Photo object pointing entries
Begin

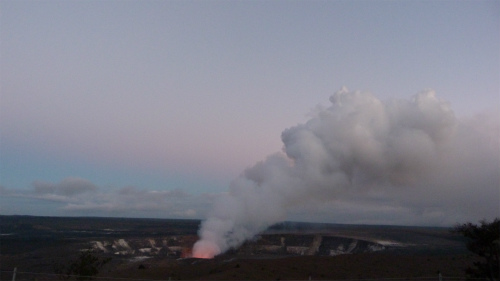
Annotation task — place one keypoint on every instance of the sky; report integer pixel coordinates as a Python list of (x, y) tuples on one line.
[(153, 108)]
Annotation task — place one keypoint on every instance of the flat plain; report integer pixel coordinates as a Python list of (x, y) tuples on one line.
[(159, 249)]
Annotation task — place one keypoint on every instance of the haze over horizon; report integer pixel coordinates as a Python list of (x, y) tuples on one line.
[(153, 109)]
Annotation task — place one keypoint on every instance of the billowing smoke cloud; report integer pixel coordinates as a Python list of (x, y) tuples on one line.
[(397, 152)]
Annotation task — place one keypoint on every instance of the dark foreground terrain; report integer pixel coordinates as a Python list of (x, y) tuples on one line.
[(160, 249)]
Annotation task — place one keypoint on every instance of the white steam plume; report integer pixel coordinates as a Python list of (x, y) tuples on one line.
[(358, 144)]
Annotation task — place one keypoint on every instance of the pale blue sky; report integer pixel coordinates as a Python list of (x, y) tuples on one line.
[(183, 95)]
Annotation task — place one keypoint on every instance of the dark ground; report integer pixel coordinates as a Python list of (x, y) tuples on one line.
[(39, 244)]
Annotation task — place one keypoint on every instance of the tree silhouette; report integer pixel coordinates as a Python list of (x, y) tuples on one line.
[(484, 241)]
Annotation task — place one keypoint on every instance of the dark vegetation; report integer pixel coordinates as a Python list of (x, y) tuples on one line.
[(484, 241), (45, 246)]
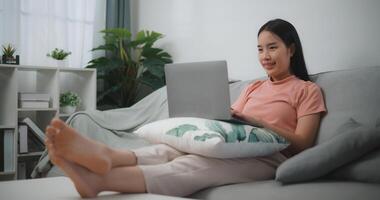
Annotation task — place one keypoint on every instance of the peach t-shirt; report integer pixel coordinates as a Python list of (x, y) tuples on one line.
[(281, 103)]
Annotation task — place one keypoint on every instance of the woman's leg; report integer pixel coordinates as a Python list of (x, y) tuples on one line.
[(190, 173), (95, 156), (89, 184), (100, 158)]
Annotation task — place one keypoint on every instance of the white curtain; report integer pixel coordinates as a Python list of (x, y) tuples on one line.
[(36, 27)]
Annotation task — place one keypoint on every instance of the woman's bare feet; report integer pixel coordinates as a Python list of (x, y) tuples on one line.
[(73, 147), (87, 184)]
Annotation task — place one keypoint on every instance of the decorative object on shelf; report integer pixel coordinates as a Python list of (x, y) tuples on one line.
[(8, 55), (60, 56), (127, 65), (34, 100), (68, 102)]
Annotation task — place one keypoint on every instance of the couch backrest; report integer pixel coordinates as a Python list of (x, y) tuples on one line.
[(353, 93)]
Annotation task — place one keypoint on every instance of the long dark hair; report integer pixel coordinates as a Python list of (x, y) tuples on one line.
[(289, 36)]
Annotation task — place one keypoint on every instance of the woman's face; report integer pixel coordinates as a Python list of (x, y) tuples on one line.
[(274, 56)]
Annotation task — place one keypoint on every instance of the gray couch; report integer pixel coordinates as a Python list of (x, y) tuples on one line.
[(341, 165)]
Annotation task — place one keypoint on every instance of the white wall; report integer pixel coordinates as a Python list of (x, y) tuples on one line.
[(335, 34)]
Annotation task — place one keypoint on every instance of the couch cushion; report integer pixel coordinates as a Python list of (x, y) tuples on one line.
[(272, 190), (366, 169), (352, 142), (348, 93), (213, 138)]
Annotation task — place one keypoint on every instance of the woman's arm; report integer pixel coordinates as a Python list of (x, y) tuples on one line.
[(301, 139)]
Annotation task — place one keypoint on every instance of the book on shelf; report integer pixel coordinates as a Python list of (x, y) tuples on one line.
[(31, 96), (22, 139), (34, 104), (9, 154), (21, 170), (27, 141), (1, 150), (34, 128)]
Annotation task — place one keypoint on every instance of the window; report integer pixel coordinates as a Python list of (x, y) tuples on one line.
[(35, 27)]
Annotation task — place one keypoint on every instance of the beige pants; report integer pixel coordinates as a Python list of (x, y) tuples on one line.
[(168, 171)]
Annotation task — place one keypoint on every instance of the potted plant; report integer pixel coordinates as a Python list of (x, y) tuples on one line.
[(8, 57), (129, 64), (68, 102), (60, 55)]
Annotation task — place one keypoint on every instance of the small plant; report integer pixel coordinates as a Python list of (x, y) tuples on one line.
[(8, 51), (69, 99), (58, 54)]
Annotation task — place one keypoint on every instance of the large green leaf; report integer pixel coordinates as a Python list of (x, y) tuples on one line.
[(127, 63)]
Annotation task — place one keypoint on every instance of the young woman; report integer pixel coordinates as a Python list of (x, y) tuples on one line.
[(287, 103)]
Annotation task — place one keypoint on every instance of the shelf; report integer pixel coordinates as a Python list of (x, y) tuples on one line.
[(36, 109), (39, 153), (7, 173), (17, 79), (7, 126)]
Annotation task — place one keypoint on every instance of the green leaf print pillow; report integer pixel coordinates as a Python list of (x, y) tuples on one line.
[(213, 138)]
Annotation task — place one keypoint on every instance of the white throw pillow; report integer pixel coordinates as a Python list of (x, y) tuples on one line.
[(213, 138)]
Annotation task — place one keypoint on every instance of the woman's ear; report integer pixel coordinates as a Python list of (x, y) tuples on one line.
[(292, 49)]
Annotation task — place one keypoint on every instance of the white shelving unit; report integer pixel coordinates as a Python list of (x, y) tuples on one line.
[(51, 80)]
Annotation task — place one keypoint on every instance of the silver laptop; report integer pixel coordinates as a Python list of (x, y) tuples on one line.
[(199, 89)]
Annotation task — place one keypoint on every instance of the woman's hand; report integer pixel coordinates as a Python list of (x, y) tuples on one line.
[(246, 118)]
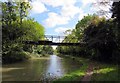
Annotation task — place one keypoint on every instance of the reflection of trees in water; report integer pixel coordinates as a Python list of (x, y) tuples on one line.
[(70, 65)]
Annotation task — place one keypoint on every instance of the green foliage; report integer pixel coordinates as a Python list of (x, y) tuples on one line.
[(99, 36), (16, 28)]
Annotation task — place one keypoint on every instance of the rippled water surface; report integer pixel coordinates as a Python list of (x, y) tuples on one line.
[(38, 69)]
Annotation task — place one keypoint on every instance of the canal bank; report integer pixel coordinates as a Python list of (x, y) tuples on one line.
[(92, 71)]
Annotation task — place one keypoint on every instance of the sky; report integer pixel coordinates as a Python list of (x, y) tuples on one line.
[(57, 16)]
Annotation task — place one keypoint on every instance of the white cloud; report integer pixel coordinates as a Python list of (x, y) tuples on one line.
[(61, 30), (38, 7), (67, 12), (56, 3), (55, 19), (82, 15), (86, 2), (70, 11)]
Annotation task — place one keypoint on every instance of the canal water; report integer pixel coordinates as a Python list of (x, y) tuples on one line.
[(44, 68)]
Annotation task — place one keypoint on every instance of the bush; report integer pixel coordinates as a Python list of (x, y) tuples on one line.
[(14, 56)]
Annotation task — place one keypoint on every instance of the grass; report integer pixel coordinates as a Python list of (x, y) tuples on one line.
[(106, 72), (101, 72), (75, 75)]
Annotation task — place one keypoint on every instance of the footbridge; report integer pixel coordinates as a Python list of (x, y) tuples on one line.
[(55, 40)]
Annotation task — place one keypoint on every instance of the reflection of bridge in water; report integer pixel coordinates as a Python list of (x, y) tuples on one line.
[(50, 41)]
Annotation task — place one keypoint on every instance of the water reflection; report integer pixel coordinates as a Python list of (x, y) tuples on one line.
[(39, 69), (55, 67)]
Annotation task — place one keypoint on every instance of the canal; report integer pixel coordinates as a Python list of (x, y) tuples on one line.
[(38, 69)]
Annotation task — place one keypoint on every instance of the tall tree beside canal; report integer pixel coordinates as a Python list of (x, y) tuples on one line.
[(98, 34), (17, 27)]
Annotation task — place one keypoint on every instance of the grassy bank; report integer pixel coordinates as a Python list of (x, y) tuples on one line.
[(101, 71), (106, 72), (75, 75)]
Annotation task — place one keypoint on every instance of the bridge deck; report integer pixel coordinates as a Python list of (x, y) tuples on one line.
[(52, 43)]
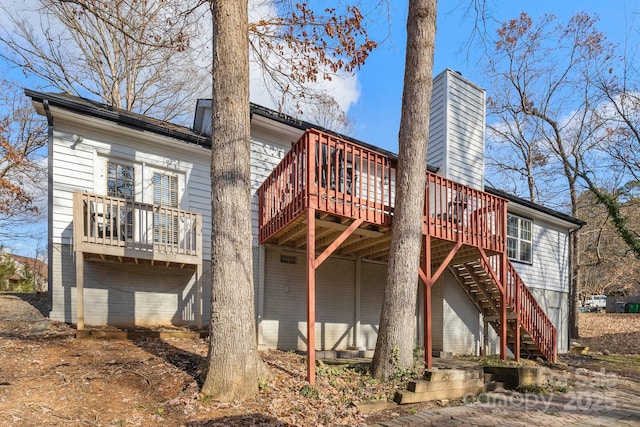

End

#### Request
Which lines in the entries above contain the word "pillow"? Gather each of them and copy it out in full.

#### Answer to this task
Annotation task — place one keypoint on every instance of the green leaf print pillow; report integer pixel coordinates as a Python list of (x, y) tuples on one line.
Annotation task — place one keypoint on every instance of the white throw pillow; report integer pixel coordinates as a Python list of (x, y) tuples on one line.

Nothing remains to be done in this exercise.